本文 –
■ ■ ■ ■ ■
図14(A)に示す自動車8100は、走行のための動力源として電気モーターを用いる電気自動車である。または、走行のための動力源として電気モーターとエンジンを適宜選択して用いることが可能なハイブリッド自動車である。ラミネート構造の二次電池を車両に搭載する場合、複数のラミネート構造の二次電池を集積させたバッテリーモジュールを一箇所または複数個所に設置する。本発明の一態様を用いることで、蓄電装置自体を小型軽量化することができ、例えば、タイヤの内側に曲面を有する蓄電装置を設け、航続距離の長い車両を実現することができる。また、様々な形状とした蓄電装置を車両の隙間に配置することができ、トランクのスペースや車内の乗車スペースを確保できる。また、自動車8100は蓄電装置を有する。蓄電装置は電気モーターを駆動するだけでなく、ヘッドライト8101やルームライト(図示せず)などの発光装置に電力を供給することができる。
■ ■ ■ ■ ■
提供一覧 –
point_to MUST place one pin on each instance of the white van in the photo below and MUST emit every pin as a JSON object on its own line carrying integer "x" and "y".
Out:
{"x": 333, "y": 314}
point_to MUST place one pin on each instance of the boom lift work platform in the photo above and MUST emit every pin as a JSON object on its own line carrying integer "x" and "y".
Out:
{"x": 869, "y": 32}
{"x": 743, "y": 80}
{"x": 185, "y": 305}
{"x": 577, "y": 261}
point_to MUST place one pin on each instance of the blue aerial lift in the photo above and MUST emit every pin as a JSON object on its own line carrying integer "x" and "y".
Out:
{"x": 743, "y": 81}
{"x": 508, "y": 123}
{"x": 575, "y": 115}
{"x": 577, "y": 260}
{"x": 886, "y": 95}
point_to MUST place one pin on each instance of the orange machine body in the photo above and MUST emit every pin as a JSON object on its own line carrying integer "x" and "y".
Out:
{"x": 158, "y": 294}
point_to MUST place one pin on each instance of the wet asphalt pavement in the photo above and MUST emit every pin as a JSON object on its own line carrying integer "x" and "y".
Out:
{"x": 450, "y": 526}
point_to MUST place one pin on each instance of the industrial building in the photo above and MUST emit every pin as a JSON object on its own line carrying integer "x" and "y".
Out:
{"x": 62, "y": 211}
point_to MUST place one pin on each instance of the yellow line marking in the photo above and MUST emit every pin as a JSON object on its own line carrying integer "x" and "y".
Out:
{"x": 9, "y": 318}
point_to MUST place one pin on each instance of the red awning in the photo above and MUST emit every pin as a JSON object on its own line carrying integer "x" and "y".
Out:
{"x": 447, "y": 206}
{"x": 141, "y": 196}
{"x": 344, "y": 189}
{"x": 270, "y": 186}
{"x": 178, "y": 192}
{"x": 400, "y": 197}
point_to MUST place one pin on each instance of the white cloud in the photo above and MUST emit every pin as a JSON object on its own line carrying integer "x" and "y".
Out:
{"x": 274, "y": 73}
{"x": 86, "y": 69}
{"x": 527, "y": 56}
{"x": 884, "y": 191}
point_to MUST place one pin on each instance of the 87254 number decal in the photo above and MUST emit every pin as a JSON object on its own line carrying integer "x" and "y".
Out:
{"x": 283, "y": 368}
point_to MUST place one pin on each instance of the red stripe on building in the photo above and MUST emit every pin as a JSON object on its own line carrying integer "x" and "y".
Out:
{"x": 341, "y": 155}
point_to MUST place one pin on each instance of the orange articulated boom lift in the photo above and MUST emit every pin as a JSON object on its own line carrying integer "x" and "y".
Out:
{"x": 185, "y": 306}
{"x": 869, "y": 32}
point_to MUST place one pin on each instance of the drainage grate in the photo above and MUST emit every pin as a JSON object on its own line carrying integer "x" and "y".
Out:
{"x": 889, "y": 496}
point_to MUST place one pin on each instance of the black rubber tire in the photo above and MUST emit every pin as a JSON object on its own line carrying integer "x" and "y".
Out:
■ ■ ■ ■ ■
作業内容 –
A - 次の(i)〜(iii)が自動車8100についての本文の内容と合っているか、それぞれ「はい」か「いいえ」で答えよ。判断の決め手となる本文の語句をそのまま引用して添えること。
(i) 自動車8100は、ハイブリッド自動車である場合もある。
(ii) バッテリーモジュールは、必ず一箇所にまとめて設置する。
(iii) 蓄電装置は、ヘッドライト8101に電力を供給できる。
B - 自動車8100についての本文を、最後の文の後から書き継げ。

解答例 –
A -
(i) はい。「走行のための動力源として電気モーターとエンジンを適宜選択して用いることが可能なハイブリッド自動車である」
(ii) いいえ。「一箇所または複数個所に設置する」
(iii) はい。「ヘッドライト8101やルームライト(図示せず)などの発光装置に電力を供給することができる」

B -
【0133】
また、蓄電装置は、自動車8100が有するスピードメーター、タコメーターなどの表示装置に電力を供給することができる。また、蓄電装置は、自動車8100が有するナビゲーションシステムなどの半導体装置に電力を供給することができる。
【0134】
図14(B)に示す自動車8200は、自動車8200が有する蓄電装置にプラグイン方式や非接触給電方式等により外部の充電設備から電力供給を受けて、充電することができる。
図14(B)に、地上設置型の充電装置8021から自動車8200に搭載された蓄電装置に、ケーブル8022を介して充電を行っている状態を示す。充電に際しては、充電方法やコネクタの規格等はチャデモやコンボ等の所定の方式で適宜行えばよい。充電装置8021は、商用施設に設けられた充電ステーションでもよく、また家庭の電源であってもよい。例えば、プラグイン技術によって、外部からの電力供給により自動車8200に搭載された蓄電装置8024を充電することができる。充電は、ACDCコンバータ等の変換装置を介して、交流電力を直流電力に変換して行うことができる。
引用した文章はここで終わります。